ジャニスをモデルにしたベット・ミドラーの映画。

その破天荒といえる言動と、育った過程での「傷」がある意味では

良く描かれているが、反面実際のところは、描ききれないジレンマが

映画に張り付いていた。

なにぶんにも歌い方も違い、また似せた言動も違和感たっぷりである。

ただ、この映画の良さといえばラスト・シーンは印象的である。

あまりいい思い出もない故郷への凱旋ライブ、そのステージで息絶える

は、理想的なジャニスの死に方ではないだろうか。

実際は安モーテルで人知れず息を引き取った哀れさは、映画に関しては

なく、「バラ」に例えて貰うのは、なんとも天国で笑いそうである。


http://www.youtube.com/watch?v=7i4aBA_176M&feature=related

「コズミック・ブルース」 映像は関係ないものだが、音源はジャニス

ラストに歌ってもらうのであれば、この曲がベストだったように思う。

• **やること**
1. 抜粋から、「実際は安モーテルで人知れず息を引き取った哀れさは、映画に関しては」を含む語のところで書き始め、「ラストに歌ってもらうのであれば、この曲がベストだったように思う。」のあとで止めて、そのまま引用してください。
2. 抜粋にある「ただ、この映画の良さといえばラスト・シーンは印象的である。」という文を英語に訳してください。

• **注釈付きの座標の行**

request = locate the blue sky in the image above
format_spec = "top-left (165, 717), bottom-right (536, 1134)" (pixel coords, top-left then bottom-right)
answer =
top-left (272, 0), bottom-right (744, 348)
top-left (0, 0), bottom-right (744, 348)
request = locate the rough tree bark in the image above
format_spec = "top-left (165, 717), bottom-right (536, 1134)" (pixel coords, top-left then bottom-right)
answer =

...

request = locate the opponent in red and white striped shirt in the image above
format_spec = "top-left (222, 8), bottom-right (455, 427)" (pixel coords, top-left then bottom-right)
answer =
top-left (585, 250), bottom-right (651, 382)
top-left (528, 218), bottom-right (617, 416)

--

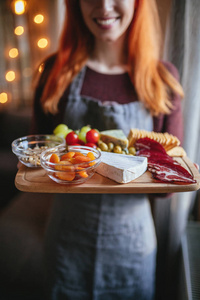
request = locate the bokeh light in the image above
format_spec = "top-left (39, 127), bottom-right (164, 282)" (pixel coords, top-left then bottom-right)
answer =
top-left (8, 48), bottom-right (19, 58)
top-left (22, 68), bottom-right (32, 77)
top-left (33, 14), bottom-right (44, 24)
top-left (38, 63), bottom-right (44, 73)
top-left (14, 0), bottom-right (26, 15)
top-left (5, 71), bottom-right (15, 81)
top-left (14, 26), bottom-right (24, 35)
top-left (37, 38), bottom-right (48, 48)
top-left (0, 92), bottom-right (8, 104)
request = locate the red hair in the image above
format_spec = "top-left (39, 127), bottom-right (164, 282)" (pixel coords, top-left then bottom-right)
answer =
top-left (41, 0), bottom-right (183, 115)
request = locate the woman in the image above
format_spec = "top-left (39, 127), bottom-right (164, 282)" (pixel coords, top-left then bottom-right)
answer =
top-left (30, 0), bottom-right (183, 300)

• **答え**
1.
実際は安モーテルで人知れず息を引き取った哀れさは、映画に関しては

なく、「バラ」に例えて貰うのは、なんとも天国で笑いそうである。


http://www.youtube.com/watch?v=7i4aBA_176M&feature=related

「コズミック・ブルース」 映像は関係ないものだが、音源はジャニス

ラストに歌ってもらうのであれば、この曲がベストだったように思う。

2. Still, as for what's good about this movie, the last scene is memorable.